━━ Input data
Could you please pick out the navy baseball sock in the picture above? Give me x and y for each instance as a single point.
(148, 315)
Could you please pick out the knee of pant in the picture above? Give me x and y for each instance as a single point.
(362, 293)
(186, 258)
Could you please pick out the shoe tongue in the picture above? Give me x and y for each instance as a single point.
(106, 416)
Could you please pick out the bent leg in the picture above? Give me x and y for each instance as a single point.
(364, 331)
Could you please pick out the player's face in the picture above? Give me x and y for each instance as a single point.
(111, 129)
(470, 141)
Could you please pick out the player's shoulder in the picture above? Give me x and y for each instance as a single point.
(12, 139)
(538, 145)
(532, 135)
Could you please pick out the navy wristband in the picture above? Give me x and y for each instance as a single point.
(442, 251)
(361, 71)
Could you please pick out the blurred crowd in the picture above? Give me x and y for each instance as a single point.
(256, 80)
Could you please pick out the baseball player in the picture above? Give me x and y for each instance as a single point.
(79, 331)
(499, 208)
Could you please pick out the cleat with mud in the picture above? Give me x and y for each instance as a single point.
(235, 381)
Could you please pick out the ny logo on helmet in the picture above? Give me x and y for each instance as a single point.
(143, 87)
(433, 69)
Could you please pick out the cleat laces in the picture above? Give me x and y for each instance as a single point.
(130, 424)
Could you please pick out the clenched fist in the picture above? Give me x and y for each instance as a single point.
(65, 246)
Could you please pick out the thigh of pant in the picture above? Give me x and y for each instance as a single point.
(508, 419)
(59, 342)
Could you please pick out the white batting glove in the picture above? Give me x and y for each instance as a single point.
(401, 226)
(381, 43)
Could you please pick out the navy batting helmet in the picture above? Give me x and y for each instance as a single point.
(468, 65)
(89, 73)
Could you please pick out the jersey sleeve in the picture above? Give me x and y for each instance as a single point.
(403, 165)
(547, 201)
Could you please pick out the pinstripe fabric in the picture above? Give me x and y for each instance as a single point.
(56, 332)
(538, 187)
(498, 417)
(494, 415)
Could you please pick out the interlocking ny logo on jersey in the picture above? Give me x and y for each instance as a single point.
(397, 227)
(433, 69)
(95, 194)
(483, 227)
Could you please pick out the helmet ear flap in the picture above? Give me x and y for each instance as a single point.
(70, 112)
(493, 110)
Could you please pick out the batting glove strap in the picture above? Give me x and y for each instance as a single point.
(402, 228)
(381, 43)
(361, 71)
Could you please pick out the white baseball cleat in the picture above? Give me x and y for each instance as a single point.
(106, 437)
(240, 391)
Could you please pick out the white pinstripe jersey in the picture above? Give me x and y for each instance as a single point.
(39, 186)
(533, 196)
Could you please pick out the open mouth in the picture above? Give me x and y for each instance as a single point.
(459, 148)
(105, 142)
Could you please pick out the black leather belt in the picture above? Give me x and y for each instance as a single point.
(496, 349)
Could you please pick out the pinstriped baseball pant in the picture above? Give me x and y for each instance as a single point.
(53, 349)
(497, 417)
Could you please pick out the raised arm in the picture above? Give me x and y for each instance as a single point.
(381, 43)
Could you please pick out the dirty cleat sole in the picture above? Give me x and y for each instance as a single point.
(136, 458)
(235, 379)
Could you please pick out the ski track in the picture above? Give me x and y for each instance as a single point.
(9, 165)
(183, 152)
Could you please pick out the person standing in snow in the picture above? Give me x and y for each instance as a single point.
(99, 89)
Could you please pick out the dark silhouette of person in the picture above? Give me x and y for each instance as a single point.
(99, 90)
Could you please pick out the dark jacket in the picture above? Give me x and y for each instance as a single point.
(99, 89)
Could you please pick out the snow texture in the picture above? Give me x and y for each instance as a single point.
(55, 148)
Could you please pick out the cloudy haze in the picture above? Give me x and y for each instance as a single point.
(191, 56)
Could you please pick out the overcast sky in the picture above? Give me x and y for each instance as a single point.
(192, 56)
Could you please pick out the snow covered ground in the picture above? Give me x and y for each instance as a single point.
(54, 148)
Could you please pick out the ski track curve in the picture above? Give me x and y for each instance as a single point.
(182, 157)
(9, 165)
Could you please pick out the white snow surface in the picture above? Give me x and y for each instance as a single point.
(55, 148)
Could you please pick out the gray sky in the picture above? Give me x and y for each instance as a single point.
━━━━
Task objective
The lines above need to be restated word for word, all of them.

Response to this exercise
Could you please pick out the navy baseball sock in the picture above? Give me x and y for each instance as a single point.
(148, 315)
Could you please pick out the knee of pant in the picture above? Give me x and y for each instance as a single point.
(362, 293)
(186, 258)
Could you please pick out the shoe tongue in the picture above? Give me x and y for each instance as a single point.
(106, 416)
Could you please pick out the bent leg in the picture above? Give me x and y for each instance as a single point.
(364, 331)
Could you please pick out the player's face in the picture above? Give me x and y for each instance as a single point.
(111, 129)
(470, 141)
Could you please pick out the player's shoulder in the picture above? Give me x and y for each instance as a single point.
(12, 139)
(538, 145)
(532, 135)
Could you please pick out the navy wristband in the picture above? Give me x and y for each instance as a single point.
(442, 251)
(361, 71)
Could you please pick out the blurred crowd in the picture above? Give me x and y for each instance as a single point.
(256, 80)
Could you please pick out the baseball player in the picture above? Give me x and y for each instance as a single point.
(79, 331)
(499, 208)
Could you please pick out the cleat with mud in the picture above? Give me x and y for each instance as a single point.
(235, 381)
Could you please pick out the ny logo on helmet in the picture above? Give me x and y for each instance as a single point.
(143, 87)
(433, 69)
Could you please pick out the cleat laces in the picture above? Give me x and y for each instance as a single point.
(130, 424)
Could you please pick out the clenched fist in the picture above? Give me x and y for each instance as a single point.
(65, 246)
Could you please pick out the thigh of pant in the picture above? Give me x and y for each instance as a single point.
(508, 419)
(59, 342)
Could you please pick out the white batting glove in the picture above? Give me x and y for each instance as a single point.
(401, 226)
(381, 43)
Could you please pick out the navy batting helmet in the picture above? Give me x and y for each instance as a single point.
(468, 65)
(89, 73)
Could you please pick out the jersey sleeve in the picture above? Give me x and y for each instance as a single point.
(403, 165)
(547, 201)
Could you please pick out the pinstripe fabric in the picture above? Give me x and y for each instance as a single point.
(56, 332)
(538, 187)
(498, 417)
(494, 415)
Could you please pick out the interlocking ny logo on jersey in the picture above? Give me x and y for each instance as a single point.
(397, 227)
(433, 69)
(95, 194)
(483, 227)
Could you please pick out the helmet ear flap in the picture above? Give me x and y for each instance as a single point.
(70, 112)
(493, 110)
Could you please pick out the batting glove strap in the picture above? Give me x and y for each instance as a single point.
(402, 228)
(381, 43)
(361, 71)
Could you please pick out the white baseball cleat in the picture above? Give me x and y for each instance as a single point.
(106, 437)
(240, 391)
Could you please pick out the white pinstripe jersey in the picture above? Give me x and y for each instance as a single point.
(39, 186)
(533, 196)
Could you please pick out the open mouth in the picture above? Give me x and y for each instance as a single point.
(459, 148)
(105, 142)
Could you please pick out the black leather belt in the picture above? Give me x and y for each instance as a single point.
(496, 349)
Could you please pick out the pinstriped baseball pant in the picture above? Give me x and y for each instance as a single point.
(53, 349)
(497, 417)
Could you please pick out the raised arm in the picture above? Give me x and y for each instance as a single point.
(381, 43)
Could you please pick out the dirty cleat sole in the picture above? Give me x and y for each instance as a single point.
(136, 458)
(235, 379)
Could you please pick out the ski track in the picture above? Give me x and y for each instance as a single point.
(9, 165)
(183, 152)
Could you please pick out the person standing in snow in the picture above? Give me x and y for each instance as a single point.
(99, 89)
Could you please pick out the dark silhouette of person in the picture above? Give me x and y for each instance as a single point.
(99, 90)
Could you please pick out the dark jacket in the picture above? Give me x and y for each instance as a single point.
(99, 89)
Could you please pick out the snow texture in the picture above? Give me x and y for each instance as a single point.
(55, 148)
Could you please pick out the cloudy haze in the picture above? Give me x and y for each instance as a single point.
(191, 56)
Could you please pick out the overcast sky in the picture above? Give me x and y for each instance as a single point.
(192, 56)
Could you please pick out the snow covered ground in the picture above? Give me x and y for each instance as a single point.
(54, 148)
Could you please pick out the ski track curve in the picture above? Give me x and y for each instance as a single point.
(182, 157)
(9, 165)
Could you please pick out the white snow surface in the picture above? Give me x and y for each instance as a single point.
(55, 148)
Could you please pick out the gray sky in the picture above? Give me x and y for each instance as a single point.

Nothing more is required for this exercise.